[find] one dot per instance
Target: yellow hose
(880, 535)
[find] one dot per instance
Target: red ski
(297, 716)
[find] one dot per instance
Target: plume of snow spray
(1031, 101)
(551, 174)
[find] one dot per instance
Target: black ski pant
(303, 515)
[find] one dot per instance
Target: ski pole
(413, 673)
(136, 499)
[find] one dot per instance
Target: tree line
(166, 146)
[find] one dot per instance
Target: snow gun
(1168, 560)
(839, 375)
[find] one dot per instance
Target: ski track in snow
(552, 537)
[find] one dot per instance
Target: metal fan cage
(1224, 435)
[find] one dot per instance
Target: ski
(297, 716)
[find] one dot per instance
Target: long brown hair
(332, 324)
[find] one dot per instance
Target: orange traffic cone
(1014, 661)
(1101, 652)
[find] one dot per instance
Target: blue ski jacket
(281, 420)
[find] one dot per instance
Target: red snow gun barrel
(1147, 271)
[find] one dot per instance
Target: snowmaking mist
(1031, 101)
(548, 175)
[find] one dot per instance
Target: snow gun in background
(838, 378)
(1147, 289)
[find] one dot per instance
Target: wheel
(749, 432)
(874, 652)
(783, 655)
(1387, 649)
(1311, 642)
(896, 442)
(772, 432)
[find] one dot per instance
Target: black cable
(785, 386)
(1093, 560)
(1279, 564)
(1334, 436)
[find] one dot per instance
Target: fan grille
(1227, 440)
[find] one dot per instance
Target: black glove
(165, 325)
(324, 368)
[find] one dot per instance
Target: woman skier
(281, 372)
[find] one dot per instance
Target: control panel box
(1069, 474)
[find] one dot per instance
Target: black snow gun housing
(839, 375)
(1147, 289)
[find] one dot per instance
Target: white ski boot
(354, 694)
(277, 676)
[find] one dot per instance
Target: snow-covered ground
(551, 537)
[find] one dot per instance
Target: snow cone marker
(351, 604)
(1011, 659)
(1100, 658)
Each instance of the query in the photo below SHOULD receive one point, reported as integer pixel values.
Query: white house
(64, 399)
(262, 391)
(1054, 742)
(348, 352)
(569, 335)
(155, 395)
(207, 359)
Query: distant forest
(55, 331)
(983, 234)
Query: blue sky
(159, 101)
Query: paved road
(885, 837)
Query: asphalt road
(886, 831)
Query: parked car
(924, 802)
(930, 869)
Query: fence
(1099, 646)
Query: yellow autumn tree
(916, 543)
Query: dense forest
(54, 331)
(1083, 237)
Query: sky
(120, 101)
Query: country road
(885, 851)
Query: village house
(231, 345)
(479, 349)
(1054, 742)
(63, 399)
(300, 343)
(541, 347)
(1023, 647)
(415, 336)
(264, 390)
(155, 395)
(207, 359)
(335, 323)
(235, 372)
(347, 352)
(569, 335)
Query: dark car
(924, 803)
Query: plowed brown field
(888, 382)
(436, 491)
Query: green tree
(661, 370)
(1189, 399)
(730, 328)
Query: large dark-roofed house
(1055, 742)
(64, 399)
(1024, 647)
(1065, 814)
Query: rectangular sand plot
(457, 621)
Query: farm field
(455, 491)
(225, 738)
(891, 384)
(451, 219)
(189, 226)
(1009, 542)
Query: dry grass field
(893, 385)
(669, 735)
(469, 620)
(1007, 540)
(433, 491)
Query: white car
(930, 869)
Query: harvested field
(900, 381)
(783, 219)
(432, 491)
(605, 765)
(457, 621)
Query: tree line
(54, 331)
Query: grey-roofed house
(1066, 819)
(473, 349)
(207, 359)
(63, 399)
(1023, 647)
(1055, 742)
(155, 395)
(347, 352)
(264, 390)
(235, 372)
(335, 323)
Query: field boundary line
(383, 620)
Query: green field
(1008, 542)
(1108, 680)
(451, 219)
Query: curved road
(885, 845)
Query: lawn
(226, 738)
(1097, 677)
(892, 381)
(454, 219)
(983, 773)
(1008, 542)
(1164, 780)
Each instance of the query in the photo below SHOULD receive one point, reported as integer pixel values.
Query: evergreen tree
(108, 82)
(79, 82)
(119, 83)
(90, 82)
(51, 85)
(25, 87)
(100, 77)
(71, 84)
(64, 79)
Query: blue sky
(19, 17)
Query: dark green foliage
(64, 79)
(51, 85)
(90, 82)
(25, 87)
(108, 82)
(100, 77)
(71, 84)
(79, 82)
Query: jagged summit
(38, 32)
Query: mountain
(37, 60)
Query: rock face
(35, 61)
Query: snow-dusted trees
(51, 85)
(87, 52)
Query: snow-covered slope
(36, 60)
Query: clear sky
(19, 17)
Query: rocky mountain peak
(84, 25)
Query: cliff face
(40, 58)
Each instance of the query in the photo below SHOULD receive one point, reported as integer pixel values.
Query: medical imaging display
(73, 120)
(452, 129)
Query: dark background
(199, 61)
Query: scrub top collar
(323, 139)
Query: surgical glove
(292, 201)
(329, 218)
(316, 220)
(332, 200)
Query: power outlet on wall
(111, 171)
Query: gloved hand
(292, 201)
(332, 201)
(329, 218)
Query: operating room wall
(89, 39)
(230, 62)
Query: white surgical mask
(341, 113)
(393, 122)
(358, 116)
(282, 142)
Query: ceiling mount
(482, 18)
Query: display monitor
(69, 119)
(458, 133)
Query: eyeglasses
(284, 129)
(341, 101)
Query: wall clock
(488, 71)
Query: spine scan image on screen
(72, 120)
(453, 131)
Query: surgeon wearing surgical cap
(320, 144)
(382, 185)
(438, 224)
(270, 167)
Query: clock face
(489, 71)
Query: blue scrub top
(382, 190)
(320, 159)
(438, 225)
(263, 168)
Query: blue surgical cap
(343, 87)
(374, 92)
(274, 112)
_ _ _ _ _
● **TASK TO COMPLETE**
The material shown above must be written out again in full, exactly as it reads.

● **ANSWER TO THE PROBLEM**
[find] one dot per instance
Target: yellow hose
(880, 535)
[find] one dot per instance
Target: red ski
(297, 716)
[find] one dot per instance
Target: plume of snow spray
(1031, 101)
(551, 174)
[find] one dot per instance
Target: black ski pant
(303, 515)
[find] one dot per instance
Target: ski pole
(413, 673)
(136, 499)
[find] one dot per instance
Target: tree line
(166, 146)
[find] one dot per instance
Target: snow gun
(1168, 560)
(839, 375)
[find] one dot per instance
Target: ski track in snow
(552, 537)
[find] one dot per instance
Target: metal fan cage
(1224, 435)
[find] one dot per instance
Target: ski
(297, 716)
[find] one dot per instance
Target: long brown hair
(332, 324)
[find] one dot per instance
Target: orange traffic cone
(1014, 661)
(1101, 652)
[find] one dot per instance
Target: blue ski jacket
(281, 420)
[find] one dot per instance
Target: red snow gun barrel
(1147, 271)
[find] one dot per instance
Target: snowmaking mist
(1031, 101)
(548, 175)
[find] one dot per instance
Target: snow gun in background
(838, 378)
(1147, 289)
[find] one dot per instance
Target: wheel
(749, 432)
(874, 652)
(783, 655)
(1387, 649)
(1311, 642)
(896, 442)
(772, 432)
[find] one dot per instance
Target: black cable
(785, 386)
(1093, 560)
(1279, 564)
(1334, 436)
[find] one dot per instance
Target: fan grille
(1227, 440)
[find] one dot per instance
Target: black glove
(165, 325)
(324, 368)
[find] one dot per instance
Target: woman skier
(281, 372)
[find] one dot per instance
Target: control panel box
(1069, 474)
[find] one dot per instance
Target: black snow gun housing
(839, 375)
(1147, 289)
[find] one dot per instance
Target: white ski boot
(354, 694)
(277, 676)
[find] one dot per instance
Target: snow-covered ground
(551, 537)
[find] one dot per instance
Target: snow cone marker
(351, 604)
(1011, 659)
(1100, 658)
Each instance of the query in the photo below SHOULD receive one point, reported as integer pixel values.
Query: white house
(64, 399)
(262, 391)
(1054, 742)
(348, 352)
(569, 335)
(155, 395)
(207, 359)
Query: distant forest
(55, 331)
(983, 234)
Query: blue sky
(159, 101)
Query: paved road
(885, 837)
Query: asphalt road
(886, 831)
Query: parked car
(924, 802)
(930, 869)
Query: fence
(1099, 646)
Query: yellow autumn tree
(916, 543)
Query: dense forest
(54, 331)
(1083, 237)
Query: sky
(120, 101)
Query: country road
(885, 851)
Query: village house
(231, 345)
(479, 349)
(1054, 742)
(63, 399)
(300, 343)
(541, 347)
(1023, 647)
(415, 336)
(264, 390)
(155, 395)
(207, 359)
(335, 323)
(235, 372)
(347, 352)
(569, 335)
Query: dark car
(924, 803)
Query: plowed brown field
(888, 382)
(436, 491)
Query: green tree
(661, 370)
(1189, 399)
(730, 328)
Query: large dark-roofed house
(1055, 742)
(64, 399)
(1024, 647)
(1065, 814)
Query: rectangular sand plot
(457, 621)
Query: farm field
(455, 491)
(225, 738)
(891, 384)
(451, 219)
(189, 226)
(1009, 542)
Query: dry grass field
(893, 385)
(669, 735)
(469, 620)
(1007, 540)
(433, 491)
Query: white car
(930, 869)
Query: harvested field
(900, 381)
(783, 219)
(432, 491)
(605, 765)
(457, 621)
Query: tree line
(54, 331)
Query: grey-roofed house
(1066, 819)
(473, 349)
(207, 359)
(63, 399)
(1023, 647)
(1055, 742)
(155, 395)
(347, 352)
(264, 390)
(235, 372)
(335, 323)
Query: field boundary line
(383, 620)
Query: green field
(1008, 542)
(1108, 680)
(451, 219)
Query: curved road
(885, 845)
Query: lawn
(226, 738)
(1097, 677)
(892, 381)
(454, 219)
(983, 773)
(1008, 542)
(1164, 780)
Each instance of the query in the photo below SHOULD receive one point, reported as integer pixel values.
Query: evergreen tree
(108, 82)
(79, 82)
(119, 83)
(90, 82)
(51, 85)
(25, 87)
(100, 77)
(71, 84)
(64, 79)
Query: blue sky
(19, 17)
Query: dark green foliage
(64, 79)
(51, 85)
(90, 82)
(25, 87)
(108, 82)
(100, 77)
(71, 84)
(79, 82)
Query: jagged summit
(38, 32)
Query: mountain
(37, 60)
Query: rock face
(35, 61)
Query: snow-dusted trees
(51, 85)
(87, 52)
Query: snow-covered slope
(36, 60)
Query: clear sky
(19, 17)
Query: rocky mountain peak
(84, 25)
Query: cliff face
(40, 58)
Each instance of the query in the photo below SHOULD receive one point, reported as integer pixel values.
Query: medical imaging display
(73, 120)
(452, 129)
Query: dark background
(199, 61)
Query: scrub top collar
(323, 139)
Query: surgical glove
(292, 201)
(329, 218)
(316, 220)
(332, 200)
Query: power outlet on wall
(111, 171)
Query: gloved hand
(292, 201)
(332, 201)
(329, 218)
Query: operating room wall
(89, 39)
(230, 62)
Query: white surgical mask
(341, 113)
(393, 122)
(358, 116)
(282, 142)
Query: ceiling mount
(482, 18)
Query: display monitor
(69, 119)
(458, 133)
Query: eyeglasses
(284, 129)
(341, 101)
Query: wall clock
(488, 71)
Query: spine scan image on screen
(72, 120)
(453, 131)
Query: surgeon wearing surgical cap
(320, 144)
(382, 185)
(438, 224)
(270, 167)
Query: clock face
(489, 71)
Query: blue scrub top
(382, 190)
(320, 159)
(438, 225)
(263, 168)
Query: blue surgical cap
(343, 87)
(374, 92)
(274, 112)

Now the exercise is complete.